**CHALLENGE:** Find every line in the records below that contains the string "blonde", matching case exactly, and copy each of those lines.

**Excerpts from point annotation data:**
------------

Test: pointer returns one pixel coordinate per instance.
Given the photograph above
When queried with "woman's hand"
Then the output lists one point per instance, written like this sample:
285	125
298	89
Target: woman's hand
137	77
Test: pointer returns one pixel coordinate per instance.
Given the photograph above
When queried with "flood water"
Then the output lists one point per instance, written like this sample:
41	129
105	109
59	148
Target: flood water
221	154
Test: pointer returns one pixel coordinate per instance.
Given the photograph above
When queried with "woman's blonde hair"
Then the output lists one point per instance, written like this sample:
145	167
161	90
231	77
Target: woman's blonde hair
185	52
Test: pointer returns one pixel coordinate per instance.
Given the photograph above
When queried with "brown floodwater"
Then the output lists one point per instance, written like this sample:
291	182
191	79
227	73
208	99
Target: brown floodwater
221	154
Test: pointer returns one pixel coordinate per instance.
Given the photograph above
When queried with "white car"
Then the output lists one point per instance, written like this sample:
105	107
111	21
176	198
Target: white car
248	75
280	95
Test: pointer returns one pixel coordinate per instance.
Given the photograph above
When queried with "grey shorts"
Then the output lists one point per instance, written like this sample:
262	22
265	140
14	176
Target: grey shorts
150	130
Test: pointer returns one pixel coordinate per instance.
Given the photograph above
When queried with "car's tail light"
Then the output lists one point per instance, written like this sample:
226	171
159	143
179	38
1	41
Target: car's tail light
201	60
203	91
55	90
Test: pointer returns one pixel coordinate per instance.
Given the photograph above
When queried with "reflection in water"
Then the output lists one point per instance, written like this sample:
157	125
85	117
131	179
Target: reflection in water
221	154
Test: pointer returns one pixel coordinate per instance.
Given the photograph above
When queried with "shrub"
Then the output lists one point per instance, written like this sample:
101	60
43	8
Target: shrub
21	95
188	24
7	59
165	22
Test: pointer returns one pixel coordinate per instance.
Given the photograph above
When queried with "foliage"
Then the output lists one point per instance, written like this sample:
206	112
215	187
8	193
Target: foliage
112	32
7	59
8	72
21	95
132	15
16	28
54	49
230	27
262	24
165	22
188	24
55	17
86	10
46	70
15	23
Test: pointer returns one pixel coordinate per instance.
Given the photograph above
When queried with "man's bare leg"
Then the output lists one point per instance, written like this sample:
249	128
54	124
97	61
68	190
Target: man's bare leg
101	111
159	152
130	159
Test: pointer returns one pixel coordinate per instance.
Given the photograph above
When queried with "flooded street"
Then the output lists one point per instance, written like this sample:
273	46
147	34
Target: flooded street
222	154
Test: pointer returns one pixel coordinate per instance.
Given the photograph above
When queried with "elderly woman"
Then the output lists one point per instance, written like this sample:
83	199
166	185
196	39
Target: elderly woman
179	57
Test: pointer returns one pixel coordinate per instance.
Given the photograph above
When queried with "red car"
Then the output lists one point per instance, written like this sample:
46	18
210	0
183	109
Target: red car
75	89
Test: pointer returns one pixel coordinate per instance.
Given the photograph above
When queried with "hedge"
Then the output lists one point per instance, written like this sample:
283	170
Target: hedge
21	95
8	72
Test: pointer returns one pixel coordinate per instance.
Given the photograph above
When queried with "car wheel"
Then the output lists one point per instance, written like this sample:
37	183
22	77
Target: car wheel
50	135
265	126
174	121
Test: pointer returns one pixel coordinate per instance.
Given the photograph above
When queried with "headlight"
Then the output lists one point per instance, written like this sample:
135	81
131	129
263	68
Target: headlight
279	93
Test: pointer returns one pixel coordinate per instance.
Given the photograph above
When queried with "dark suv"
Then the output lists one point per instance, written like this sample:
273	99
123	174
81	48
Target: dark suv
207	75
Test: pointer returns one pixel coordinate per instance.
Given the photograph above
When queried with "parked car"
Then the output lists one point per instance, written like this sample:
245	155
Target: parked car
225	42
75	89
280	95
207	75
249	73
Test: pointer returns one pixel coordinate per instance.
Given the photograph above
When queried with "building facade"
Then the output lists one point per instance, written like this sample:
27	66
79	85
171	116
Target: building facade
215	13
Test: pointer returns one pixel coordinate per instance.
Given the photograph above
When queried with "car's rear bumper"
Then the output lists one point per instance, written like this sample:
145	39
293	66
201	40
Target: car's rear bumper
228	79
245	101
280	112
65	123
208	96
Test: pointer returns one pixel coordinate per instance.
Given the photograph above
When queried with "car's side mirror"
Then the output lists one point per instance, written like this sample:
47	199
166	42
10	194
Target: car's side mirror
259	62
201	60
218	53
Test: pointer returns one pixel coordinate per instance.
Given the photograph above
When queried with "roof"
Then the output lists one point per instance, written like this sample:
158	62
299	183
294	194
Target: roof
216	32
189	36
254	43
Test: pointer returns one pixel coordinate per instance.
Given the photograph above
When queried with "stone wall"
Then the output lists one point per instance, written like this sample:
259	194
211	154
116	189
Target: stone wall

------------

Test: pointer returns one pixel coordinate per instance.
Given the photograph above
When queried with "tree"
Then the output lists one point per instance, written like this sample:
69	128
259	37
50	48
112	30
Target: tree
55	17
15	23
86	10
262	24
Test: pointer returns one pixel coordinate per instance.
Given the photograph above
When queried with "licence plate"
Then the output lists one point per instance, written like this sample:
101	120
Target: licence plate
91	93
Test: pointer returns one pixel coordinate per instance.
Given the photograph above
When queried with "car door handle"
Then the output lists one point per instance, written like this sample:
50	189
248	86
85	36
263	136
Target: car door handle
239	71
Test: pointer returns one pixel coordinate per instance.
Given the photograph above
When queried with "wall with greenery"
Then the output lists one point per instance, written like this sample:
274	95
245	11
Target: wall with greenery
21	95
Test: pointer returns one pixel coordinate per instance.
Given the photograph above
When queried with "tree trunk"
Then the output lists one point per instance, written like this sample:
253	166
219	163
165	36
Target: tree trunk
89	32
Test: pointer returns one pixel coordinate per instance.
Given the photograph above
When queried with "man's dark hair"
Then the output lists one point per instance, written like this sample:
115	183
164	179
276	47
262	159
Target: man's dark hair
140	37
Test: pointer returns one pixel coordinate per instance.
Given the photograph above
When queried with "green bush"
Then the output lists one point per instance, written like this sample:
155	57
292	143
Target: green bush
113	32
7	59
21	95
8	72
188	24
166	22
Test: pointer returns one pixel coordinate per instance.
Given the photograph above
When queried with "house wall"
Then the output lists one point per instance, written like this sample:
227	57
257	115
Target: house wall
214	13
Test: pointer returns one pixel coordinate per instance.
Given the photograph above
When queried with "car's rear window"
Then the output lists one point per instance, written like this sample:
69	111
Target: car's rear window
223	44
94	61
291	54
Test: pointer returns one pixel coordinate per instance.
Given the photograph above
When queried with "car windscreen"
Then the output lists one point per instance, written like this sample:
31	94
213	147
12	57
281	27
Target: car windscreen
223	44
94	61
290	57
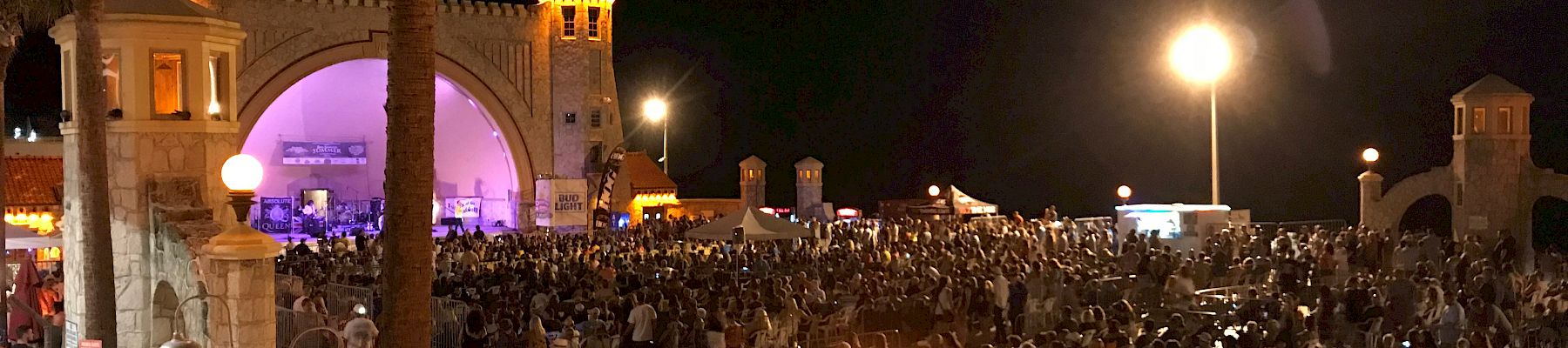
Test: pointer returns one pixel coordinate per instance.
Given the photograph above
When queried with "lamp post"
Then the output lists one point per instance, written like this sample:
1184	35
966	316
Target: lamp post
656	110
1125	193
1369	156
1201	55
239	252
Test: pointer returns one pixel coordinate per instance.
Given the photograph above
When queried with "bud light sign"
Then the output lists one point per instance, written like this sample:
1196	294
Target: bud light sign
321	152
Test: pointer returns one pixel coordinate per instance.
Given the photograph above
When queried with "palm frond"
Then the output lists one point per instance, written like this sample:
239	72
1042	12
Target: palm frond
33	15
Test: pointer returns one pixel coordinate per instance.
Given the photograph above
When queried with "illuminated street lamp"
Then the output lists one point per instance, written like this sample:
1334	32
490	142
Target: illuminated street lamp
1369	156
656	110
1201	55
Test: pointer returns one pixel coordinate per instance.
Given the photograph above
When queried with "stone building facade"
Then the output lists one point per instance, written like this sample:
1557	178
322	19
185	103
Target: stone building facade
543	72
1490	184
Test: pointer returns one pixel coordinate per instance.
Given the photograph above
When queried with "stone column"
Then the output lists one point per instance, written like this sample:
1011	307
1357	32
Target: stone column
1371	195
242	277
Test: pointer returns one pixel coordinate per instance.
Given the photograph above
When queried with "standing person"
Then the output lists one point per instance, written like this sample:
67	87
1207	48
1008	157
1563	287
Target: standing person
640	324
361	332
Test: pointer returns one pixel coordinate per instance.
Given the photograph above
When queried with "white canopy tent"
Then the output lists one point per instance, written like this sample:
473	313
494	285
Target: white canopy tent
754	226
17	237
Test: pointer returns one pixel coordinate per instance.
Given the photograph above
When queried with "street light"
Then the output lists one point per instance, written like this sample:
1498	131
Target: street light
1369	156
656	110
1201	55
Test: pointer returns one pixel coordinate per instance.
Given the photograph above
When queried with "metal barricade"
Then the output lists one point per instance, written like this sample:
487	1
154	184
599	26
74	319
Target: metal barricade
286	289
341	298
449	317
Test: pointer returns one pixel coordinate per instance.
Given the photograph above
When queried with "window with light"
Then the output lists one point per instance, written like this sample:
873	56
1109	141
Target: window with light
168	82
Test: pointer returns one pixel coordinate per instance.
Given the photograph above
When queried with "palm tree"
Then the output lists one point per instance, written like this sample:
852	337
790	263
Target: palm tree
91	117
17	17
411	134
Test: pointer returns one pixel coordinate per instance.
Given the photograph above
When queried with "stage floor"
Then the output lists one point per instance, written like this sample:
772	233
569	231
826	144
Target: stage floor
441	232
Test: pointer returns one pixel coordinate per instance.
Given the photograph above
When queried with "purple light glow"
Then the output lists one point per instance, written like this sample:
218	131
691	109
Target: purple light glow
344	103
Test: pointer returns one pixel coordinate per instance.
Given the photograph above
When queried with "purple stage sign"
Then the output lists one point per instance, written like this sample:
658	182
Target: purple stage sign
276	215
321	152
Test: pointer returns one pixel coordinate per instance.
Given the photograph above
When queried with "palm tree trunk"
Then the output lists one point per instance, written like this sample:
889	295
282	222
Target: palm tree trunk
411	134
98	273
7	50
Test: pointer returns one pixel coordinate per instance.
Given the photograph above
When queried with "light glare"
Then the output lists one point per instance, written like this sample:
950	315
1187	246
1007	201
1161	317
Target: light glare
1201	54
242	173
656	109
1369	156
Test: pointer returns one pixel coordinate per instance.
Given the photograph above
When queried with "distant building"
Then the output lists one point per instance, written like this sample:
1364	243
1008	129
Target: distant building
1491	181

------------

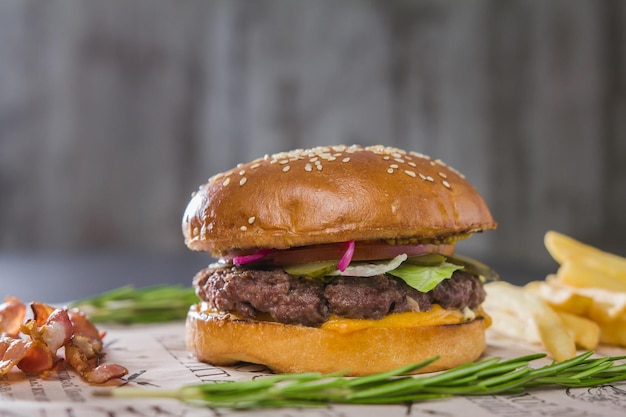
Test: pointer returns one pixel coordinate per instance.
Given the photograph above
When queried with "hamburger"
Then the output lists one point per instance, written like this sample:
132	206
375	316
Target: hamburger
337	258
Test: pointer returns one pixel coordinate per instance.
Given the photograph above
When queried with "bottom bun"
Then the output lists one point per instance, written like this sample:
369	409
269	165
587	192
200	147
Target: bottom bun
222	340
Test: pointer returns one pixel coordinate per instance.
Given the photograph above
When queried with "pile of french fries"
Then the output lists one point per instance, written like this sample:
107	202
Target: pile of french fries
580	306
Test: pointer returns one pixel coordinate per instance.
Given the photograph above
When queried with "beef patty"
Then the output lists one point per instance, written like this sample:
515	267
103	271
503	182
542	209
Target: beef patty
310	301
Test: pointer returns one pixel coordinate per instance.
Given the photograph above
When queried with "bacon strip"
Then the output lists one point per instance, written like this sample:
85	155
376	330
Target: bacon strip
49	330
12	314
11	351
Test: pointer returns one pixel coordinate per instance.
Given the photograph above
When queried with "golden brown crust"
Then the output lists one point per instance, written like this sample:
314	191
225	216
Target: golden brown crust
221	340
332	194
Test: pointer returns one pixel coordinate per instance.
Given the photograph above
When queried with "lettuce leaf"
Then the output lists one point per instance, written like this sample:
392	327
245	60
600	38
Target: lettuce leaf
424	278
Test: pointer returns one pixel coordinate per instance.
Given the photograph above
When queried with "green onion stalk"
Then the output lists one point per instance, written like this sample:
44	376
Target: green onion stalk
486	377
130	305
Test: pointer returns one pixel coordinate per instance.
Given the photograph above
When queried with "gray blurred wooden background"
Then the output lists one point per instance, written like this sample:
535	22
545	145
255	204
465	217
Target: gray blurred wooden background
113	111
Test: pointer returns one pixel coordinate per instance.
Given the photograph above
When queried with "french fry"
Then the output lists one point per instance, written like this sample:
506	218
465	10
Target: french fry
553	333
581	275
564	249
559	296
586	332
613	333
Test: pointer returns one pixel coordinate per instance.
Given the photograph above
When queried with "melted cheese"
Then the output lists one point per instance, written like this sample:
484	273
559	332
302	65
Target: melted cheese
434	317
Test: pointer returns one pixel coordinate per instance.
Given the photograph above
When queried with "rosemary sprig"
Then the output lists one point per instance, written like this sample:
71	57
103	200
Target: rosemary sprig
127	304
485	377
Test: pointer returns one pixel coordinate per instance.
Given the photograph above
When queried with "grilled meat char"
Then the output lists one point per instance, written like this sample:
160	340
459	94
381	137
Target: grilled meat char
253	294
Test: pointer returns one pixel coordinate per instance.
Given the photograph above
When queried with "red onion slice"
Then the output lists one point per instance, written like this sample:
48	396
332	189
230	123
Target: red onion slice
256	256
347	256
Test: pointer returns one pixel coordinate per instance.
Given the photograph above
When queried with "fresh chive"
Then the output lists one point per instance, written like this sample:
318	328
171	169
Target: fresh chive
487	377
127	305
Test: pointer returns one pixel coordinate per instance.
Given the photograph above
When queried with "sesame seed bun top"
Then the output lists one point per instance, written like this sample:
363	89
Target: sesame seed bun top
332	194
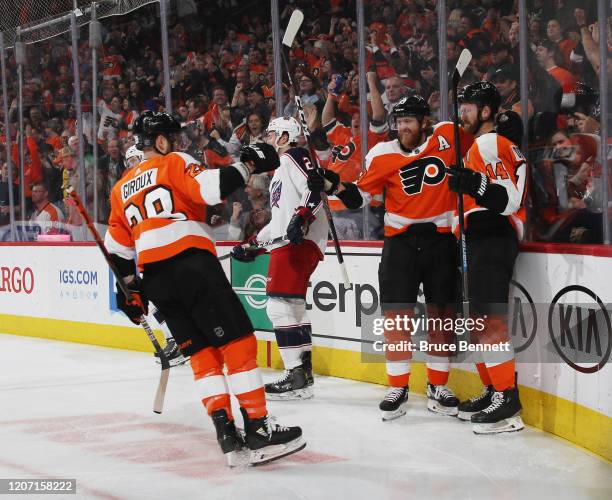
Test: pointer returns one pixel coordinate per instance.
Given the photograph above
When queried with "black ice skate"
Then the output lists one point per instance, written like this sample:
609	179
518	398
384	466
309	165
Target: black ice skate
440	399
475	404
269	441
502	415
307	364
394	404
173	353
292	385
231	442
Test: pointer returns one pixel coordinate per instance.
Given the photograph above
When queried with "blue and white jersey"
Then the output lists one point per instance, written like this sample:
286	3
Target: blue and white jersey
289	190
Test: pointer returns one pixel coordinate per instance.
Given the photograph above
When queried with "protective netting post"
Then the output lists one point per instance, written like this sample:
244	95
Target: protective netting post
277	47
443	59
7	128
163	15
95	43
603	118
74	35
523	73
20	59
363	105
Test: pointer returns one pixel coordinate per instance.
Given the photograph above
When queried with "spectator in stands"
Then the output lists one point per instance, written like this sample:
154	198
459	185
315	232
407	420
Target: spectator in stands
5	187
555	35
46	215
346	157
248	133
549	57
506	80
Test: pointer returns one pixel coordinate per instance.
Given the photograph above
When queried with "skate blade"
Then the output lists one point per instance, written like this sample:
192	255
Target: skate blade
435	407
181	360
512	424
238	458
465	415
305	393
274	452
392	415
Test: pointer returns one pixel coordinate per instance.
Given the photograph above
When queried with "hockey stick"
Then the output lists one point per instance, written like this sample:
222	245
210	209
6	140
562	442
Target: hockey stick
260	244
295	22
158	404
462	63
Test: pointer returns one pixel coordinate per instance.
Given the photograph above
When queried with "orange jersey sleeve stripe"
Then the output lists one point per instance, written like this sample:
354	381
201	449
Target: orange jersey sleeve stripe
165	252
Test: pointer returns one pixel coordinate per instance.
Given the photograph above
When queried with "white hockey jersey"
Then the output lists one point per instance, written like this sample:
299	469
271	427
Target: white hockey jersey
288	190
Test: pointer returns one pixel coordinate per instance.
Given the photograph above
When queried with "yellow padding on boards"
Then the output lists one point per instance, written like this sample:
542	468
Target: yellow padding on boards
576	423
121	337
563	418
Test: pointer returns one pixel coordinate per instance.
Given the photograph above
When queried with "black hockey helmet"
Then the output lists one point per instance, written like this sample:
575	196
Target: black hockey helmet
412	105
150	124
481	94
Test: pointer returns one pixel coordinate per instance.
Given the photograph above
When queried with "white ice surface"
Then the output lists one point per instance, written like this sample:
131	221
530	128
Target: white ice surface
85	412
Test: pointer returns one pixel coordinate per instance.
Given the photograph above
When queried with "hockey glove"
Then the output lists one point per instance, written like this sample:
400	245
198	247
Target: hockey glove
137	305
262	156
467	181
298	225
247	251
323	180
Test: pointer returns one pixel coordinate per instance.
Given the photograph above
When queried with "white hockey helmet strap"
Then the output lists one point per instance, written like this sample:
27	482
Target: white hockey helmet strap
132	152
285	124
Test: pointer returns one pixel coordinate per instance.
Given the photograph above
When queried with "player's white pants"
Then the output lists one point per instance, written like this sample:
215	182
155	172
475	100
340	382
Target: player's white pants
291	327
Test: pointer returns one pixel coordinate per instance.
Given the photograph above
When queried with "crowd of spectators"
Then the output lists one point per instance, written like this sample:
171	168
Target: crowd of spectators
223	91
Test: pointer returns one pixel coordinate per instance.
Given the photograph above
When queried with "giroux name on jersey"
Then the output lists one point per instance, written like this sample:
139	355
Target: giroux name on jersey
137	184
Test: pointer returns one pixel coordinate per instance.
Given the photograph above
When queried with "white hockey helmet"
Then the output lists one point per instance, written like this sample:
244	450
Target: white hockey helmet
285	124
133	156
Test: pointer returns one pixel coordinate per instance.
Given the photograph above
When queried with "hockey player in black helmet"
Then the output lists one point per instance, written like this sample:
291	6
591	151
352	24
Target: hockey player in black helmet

------------

**RESPONSE TO THE EXERCISE:**
When queried with "woman's blonde hair"
Target: woman's blonde hair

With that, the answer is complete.